# Source data start

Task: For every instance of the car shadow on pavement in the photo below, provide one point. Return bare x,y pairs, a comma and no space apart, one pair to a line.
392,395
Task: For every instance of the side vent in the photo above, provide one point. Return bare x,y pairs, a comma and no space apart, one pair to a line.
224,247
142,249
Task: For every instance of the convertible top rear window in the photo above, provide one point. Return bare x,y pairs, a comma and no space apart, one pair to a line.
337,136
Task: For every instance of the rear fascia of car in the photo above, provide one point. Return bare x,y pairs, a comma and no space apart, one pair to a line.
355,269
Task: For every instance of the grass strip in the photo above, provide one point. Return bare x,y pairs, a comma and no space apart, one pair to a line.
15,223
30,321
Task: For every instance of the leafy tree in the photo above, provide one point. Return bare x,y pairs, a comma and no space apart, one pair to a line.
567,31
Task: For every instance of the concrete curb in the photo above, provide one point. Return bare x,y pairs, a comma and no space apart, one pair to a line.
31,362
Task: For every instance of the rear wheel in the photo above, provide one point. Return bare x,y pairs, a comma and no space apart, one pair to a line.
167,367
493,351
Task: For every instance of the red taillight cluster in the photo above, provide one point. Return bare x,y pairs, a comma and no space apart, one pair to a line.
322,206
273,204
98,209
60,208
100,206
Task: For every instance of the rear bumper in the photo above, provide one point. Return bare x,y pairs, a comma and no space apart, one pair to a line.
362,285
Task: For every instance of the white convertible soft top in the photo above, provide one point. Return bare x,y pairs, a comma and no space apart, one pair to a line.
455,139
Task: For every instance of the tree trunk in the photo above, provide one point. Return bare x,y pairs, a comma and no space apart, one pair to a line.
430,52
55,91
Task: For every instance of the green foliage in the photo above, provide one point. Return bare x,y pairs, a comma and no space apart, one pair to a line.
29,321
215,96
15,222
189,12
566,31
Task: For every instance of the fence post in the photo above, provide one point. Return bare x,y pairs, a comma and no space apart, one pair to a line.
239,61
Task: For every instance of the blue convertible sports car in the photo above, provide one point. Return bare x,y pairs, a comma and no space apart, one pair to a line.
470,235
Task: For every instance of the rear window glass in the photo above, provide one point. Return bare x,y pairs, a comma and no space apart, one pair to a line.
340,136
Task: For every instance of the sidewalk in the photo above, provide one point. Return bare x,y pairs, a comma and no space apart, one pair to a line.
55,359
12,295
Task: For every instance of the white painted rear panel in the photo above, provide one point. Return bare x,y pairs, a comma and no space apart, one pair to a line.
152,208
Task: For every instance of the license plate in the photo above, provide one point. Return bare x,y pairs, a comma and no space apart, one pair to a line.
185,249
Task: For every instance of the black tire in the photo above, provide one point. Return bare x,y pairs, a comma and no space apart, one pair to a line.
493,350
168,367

# Source data end

• [Task]: Write out all of the records above exactly as they appear.

• [Full answer]:
Task: For every instance of the car shadow on pavement in the photo below, provide one point. Return bare x,y pairs, a comma and no space apart, one pair to a line.
392,395
Task: For every instance of the side vent in the photo above, provide one point. Return bare x,y pairs, a comma and no space apart, one pair to a line.
224,247
142,249
Task: For every instance of the convertible top rear window in the photo above, provide one point. Return bare x,y pairs, a comma and no space apart, one pair to a line.
337,136
Task: For every instance of the rear fascia of car in the photo above, provide one point. Return bare x,y pairs, a comma and no space apart, one pair to a line.
355,269
Task: For every instance of the grass strip in the photo above, provide one point. Return bare x,y pairs, a comma and no space apart, one pair to a line.
15,223
30,321
Task: For every instance of the leafy tree in the photo above, provide one point. Return bare x,y pairs, a comma and no space apart, one pair to a line.
567,31
Task: For every instance of the concrete curb in the photo above, provide one point. Return bare x,y pairs, a comma and no space apart, one pair to a line.
31,362
Task: For every instance of the rear wheel in the photo above, provide one point. Return bare x,y pairs, a comma and no space apart, one pair to a line.
167,367
493,351
Task: For every instance of the red taillight cluster in the photo above, provide one point. Return bare x,y pairs, a comma and no space apart, one pair to a line.
322,206
273,204
98,209
60,208
100,206
Task: For every instance of the rear bumper in the photo above, provide one point. Return bare x,y pairs, a comma and no space apart, one pair to a line.
362,285
Task: For every instance of the white convertible soft top in the photo above, provide one point. Return bare x,y pairs, a comma and no space apart, one pair to a line.
455,139
Task: For every instance of the tree trunk in the photo above, provide one point. Return bare x,y pairs, a comma and no space apart, one pair to a line.
430,52
55,91
Task: For every instance of the green foliage in the photo above, provide one point. Return bare x,y pairs, a comma and no space apart, one pair to a line.
29,321
215,96
15,222
189,12
566,31
Task: For every instance of the fence post in the photo above, provide one point. Return bare x,y pairs, a comma and no space apart, one pair to a line.
239,61
Task: For every instance of the blue convertible sports car in the photo above, provide one point. Return bare x,y pairs, a comma and no space apart, one pair to a line.
470,235
Task: For every instance of the rear window glass in the photo above, provide one point. Return bare x,y pairs, a comma and no space apart, one pair to a line.
340,136
Task: For every instance of the sidewalk in the photo above, provide one point. Return bare x,y pairs, a comma and no space apart, one pair to a line.
55,359
12,295
Task: For every instance of the white painted rear panel in the photo above, provide one point. Return bare x,y pairs, a comma and no space apart, one pair to a line.
152,208
Task: For every instance of the license plate in the photo above, provide one point. Return bare x,y pairs, a comma and no space apart, one pair to a line.
185,249
Task: For every instance of the black tire in the photo above, provide one point. Return bare x,y pairs, a comma and no space apart, one pair to a line.
493,350
168,367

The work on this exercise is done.